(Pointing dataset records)

------

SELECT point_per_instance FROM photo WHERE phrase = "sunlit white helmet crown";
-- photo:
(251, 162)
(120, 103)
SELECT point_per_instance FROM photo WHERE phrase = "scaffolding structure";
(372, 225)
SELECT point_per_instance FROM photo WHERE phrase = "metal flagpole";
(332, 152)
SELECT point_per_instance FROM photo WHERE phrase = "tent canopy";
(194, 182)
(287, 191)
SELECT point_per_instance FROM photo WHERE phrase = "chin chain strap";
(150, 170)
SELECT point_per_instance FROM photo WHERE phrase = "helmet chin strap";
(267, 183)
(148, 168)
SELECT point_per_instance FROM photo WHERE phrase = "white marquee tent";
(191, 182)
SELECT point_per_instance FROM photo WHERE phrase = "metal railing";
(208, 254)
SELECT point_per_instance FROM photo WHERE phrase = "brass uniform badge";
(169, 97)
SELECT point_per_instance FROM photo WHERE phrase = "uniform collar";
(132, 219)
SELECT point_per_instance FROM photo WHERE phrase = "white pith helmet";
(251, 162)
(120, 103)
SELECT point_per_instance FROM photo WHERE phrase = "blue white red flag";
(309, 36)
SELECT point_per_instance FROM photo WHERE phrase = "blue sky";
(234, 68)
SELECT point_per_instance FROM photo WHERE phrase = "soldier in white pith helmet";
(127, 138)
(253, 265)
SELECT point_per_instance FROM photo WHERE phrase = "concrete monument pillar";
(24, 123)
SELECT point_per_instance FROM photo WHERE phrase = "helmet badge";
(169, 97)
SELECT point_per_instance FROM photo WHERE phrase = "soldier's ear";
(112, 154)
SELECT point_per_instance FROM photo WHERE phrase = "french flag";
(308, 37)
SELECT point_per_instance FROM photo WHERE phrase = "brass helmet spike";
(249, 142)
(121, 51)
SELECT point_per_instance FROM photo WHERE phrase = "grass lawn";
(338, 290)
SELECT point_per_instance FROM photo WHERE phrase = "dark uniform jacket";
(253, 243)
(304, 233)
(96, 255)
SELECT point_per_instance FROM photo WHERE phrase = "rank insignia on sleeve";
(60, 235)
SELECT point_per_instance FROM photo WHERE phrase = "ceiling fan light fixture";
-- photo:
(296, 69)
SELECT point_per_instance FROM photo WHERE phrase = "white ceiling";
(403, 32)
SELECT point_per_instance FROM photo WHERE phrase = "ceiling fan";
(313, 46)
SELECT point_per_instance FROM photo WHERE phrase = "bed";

------

TASK GOAL: Rewrite every line of the records above, renaming "pith helmet" to "sun helmet" wherever it occurs and leaving everything else unchanged.

RESPONSE FOR THIS EXERCISE:
SELECT point_per_instance FROM photo WHERE phrase = "sunlit white helmet crown";
-- photo:
(251, 162)
(120, 103)
SELECT point_per_instance FROM photo WHERE phrase = "scaffolding structure";
(372, 225)
SELECT point_per_instance FROM photo WHERE phrase = "metal flagpole";
(332, 152)
SELECT point_per_instance FROM photo WHERE phrase = "tent canopy";
(194, 182)
(287, 191)
SELECT point_per_instance FROM photo WHERE phrase = "chin chain strap";
(150, 170)
SELECT point_per_instance FROM photo WHERE phrase = "helmet chin strap";
(267, 183)
(148, 168)
SELECT point_per_instance FROM photo WHERE phrase = "white marquee tent";
(191, 182)
SELECT point_per_instance FROM photo WHERE phrase = "metal railing";
(208, 254)
SELECT point_per_instance FROM photo WHERE phrase = "brass uniform badge";
(169, 97)
SELECT point_per_instance FROM photo WHERE phrase = "uniform collar";
(132, 219)
SELECT point_per_instance FROM photo WHERE phrase = "white sun helmet";
(251, 162)
(120, 103)
SELECT point_per_instance FROM photo WHERE phrase = "blue white red flag";
(309, 36)
SELECT point_per_instance FROM photo WHERE phrase = "blue sky";
(234, 68)
SELECT point_per_instance FROM photo WHERE phrase = "soldier in white sun helmet";
(127, 138)
(253, 265)
SELECT point_per_instance FROM photo WHERE phrase = "concrete monument pillar";
(24, 123)
SELECT point_per_instance FROM photo WHERE phrase = "helmet badge";
(169, 97)
SELECT point_per_instance FROM photo WHERE phrase = "soldier's ear";
(112, 154)
SELECT point_per_instance FROM photo WHERE phrase = "french flag";
(308, 37)
SELECT point_per_instance FROM photo WHERE phrase = "brass helmet spike";
(249, 142)
(121, 51)
SELECT point_per_instance FROM photo WHERE phrase = "grass lawn";
(338, 290)
SELECT point_per_instance FROM photo WHERE phrase = "dark uniform jacket";
(253, 243)
(304, 233)
(96, 255)
SELECT point_per_instance FROM photo WHERE phrase = "rank insignia on sleeve";
(60, 235)
SELECT point_per_instance FROM photo WHERE phrase = "ceiling fan light fixture";
-- photo:
(296, 69)
SELECT point_per_instance FROM photo WHERE phrase = "white ceiling";
(403, 32)
SELECT point_per_instance FROM photo WHERE phrase = "ceiling fan";
(313, 46)
SELECT point_per_instance FROM photo WHERE phrase = "bed";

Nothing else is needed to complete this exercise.